## 抜粋文:
参加者も真剣に聞きつづけていましたが、聞いてばかりでは集中力も途切れてしまうものです。そろそろ参加者の方にも話してほしいタイミング。
近くの3~4人でグループになって感想を話しあってもらいました。
質疑応答などでもそうなのですが、会場全体に向けて「質問がある人は手を挙げてください」と投げかけても、なかなか手は挙げづらい。そこで、隣の人と簡単に感想を話してもらってから、どんなことを話してもらったかを全体共有してもらえば、間の悪い沈黙もないですし、話し足りないことからくる消化不良も減らすことができるかなと。
前半最後のワークは、トークセッションの経験を通じて、いま心のなかで動いている感じ、いまの気もちをブロックで形にしてもらうこと。
思い思いの力作を完成させてからブレイクタイム。お菓子とホットドリンクで「ほっと」できる時間を。
後半は前半最後に作ってもらった「心のなかで動いているもの」の作品を使ってスタート。
ワークショップは対話の場。あらかじめ決められた知識を教えてもらい身につける講義とはちがって、自分のもっていた価値観や新しい考え方を対話の中で発見していく場。
ゲストの話を耳にして、ただ聞いただけの経験をしたにとどまるのならワークショップである必要はなく。「ウェルビーイング」という言葉の意味を、自分事として、自分の未来に関わるものとして、もち帰る、そんなお土産ができる場にしたいと考えていました。
感動したり
モヤモヤしたり
熱くなったり
悲しくなったり
気もちの揺れ動きには、その人自身の価値観が大きく影響しているはず。言葉にならない気もちの揺らぎをブロックで形にすることで、その自身のテーマを見つける、そのきっかけになればという意図です。
自分の揺らぐ気もちを形にした作品を見つめながら、その作品が伝えようとしている何かを25文字で言語化してもらいました。その言葉は自分にとってきっと大切なこと。
ゲストの2人にも作品と25文字のワークをしてもらいました。
「オープンな心もちでいる為に必要なもの・ことは何か?」
「正解がない中、最善を目指した時、私に何ができるか?」
「解り合えなくても良いので、一緒に向き合っていくには?」
「明日もし余命宣告をされたら、残りの人生をどうしたい?」
ひとりひとりのブロック作品が語りかけてきたことは十人十色。そこにはたしかにその人の心の奥底にあった信念や価値観が表れてきていました。
それは、今日この場所だけで解消してしまうことのできない、これからもつきあっていくことになる自分のテーマになるものかもしれません。
ブロックは言葉にできない何かを形にしてしまうことが得意です。いつもは隠していたり、気づかないようにしていたりするものでも、不意に表に出してしまう。それもブロック。
「思いがけず、恥ずかしいことを書いてしまった」と口にした人がひとりじゃなかったのは、きっとどこか心の奥底にあるものに触れたからでしょう。
この場の力だったのだなと思いました。
きょうのワークショップは合意形成やビジョン共有といった目的があるわけではなく、純粋に対話と省察をしてもらうためだけの場だったので、事前に、どんなことをするのか、来て何が得られるのか、とてもわかりづらかったと思います。
今回の参加者は信頼のおける友人たちに直接声をかけて集まってもらったのですが、それでも「何か面白そう」と来てくださったこと、高い集中力で場にコミットメントをしてくれたことは感謝にたえません。

## 提供資料:
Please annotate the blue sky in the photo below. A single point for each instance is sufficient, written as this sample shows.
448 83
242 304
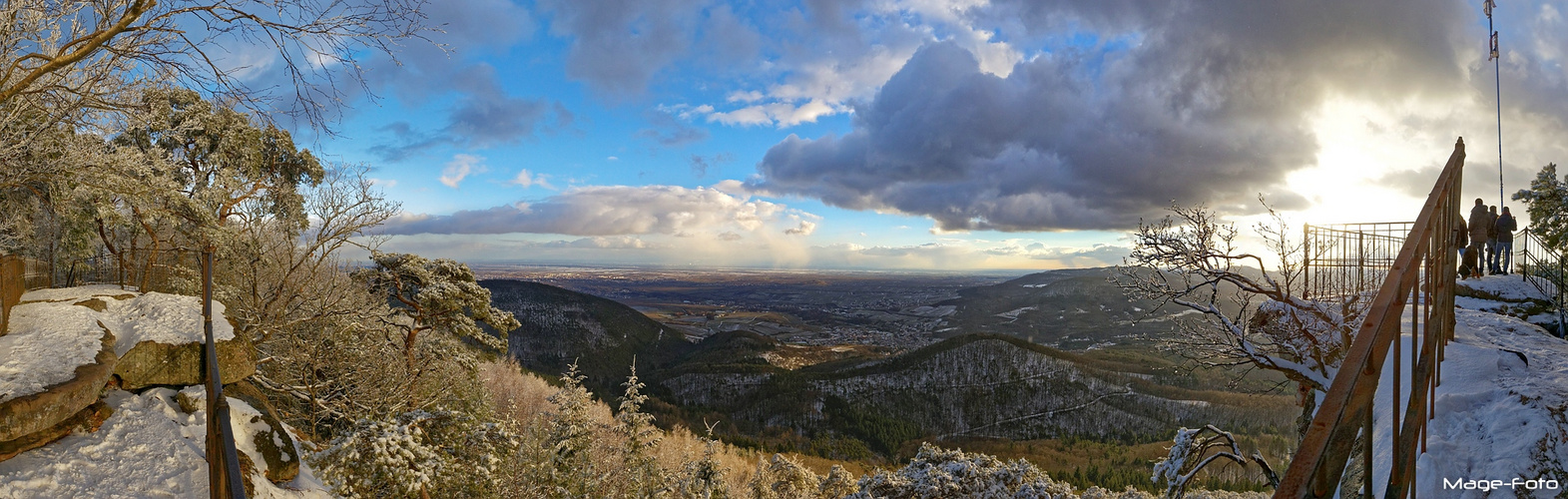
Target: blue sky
927 134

## 取り組む課題:
[A] 抜粋文のうち、「ワークショップは対話の場。あ」から「価値観が表れてきていました。」までの部分を一字一句変えずに書き写してください。
[B] 次の(i)~(iii)が抜粋文の内容と合っているかを、それぞれ「はい」か「いいえ」で答え、判断の根拠となる抜粋文の語句をそのまま引用してください。
(i) 感想を話しあうグループは、近くの3~4人で作られた。
(ii) 参加者は、作品が伝えようとしている何かを50文字で言語化した。
(iii) きょうのワークショップは、合意形成を目的とした場だった。
資料と抜粋文のあいだに関係はありません。

## 解答:
[A]
ワークショップは対話の場。あらかじめ決められた知識を教えてもらい身につける講義とはちがって、自分のもっていた価値観や新しい考え方を対話の中で発見していく場。
ゲストの話を耳にして、ただ聞いただけの経験をしたにとどまるのならワークショップである必要はなく。「ウェルビーイング」という言葉の意味を、自分事として、自分の未来に関わるものとして、もち帰る、そんなお土産ができる場にしたいと考えていました。
感動したり
モヤモヤしたり
熱くなったり
悲しくなったり
気もちの揺れ動きには、その人自身の価値観が大きく影響しているはず。言葉にならない気もちの揺らぎをブロックで形にすることで、その自身のテーマを見つける、そのきっかけになればという意図です。
自分の揺らぐ気もちを形にした作品を見つめながら、その作品が伝えようとしている何かを25文字で言語化してもらいました。その言葉は自分にとってきっと大切なこと。
ゲストの2人にも作品と25文字のワークをしてもらいました。
「オープンな心もちでいる為に必要なもの・ことは何か?」
「正解がない中、最善を目指した時、私に何ができるか?」
「解り合えなくても良いので、一緒に向き合っていくには?」
「明日もし余命宣告をされたら、残りの人生をどうしたい?」
ひとりひとりのブロック作品が語りかけてきたことは十人十色。そこにはたしかにその人の心の奥底にあった信念や価値観が表れてきていました。

[B]
(i) はい。「近くの3~4人でグループになって感想を話しあってもらいました。」
(ii) いいえ。「その作品が伝えようとしている何かを25文字で言語化してもらいました。」
(iii) いいえ。「きょうのワークショップは合意形成やビジョン共有といった目的があるわけではなく、純粋に対話と省察をしてもらうためだけの場だった」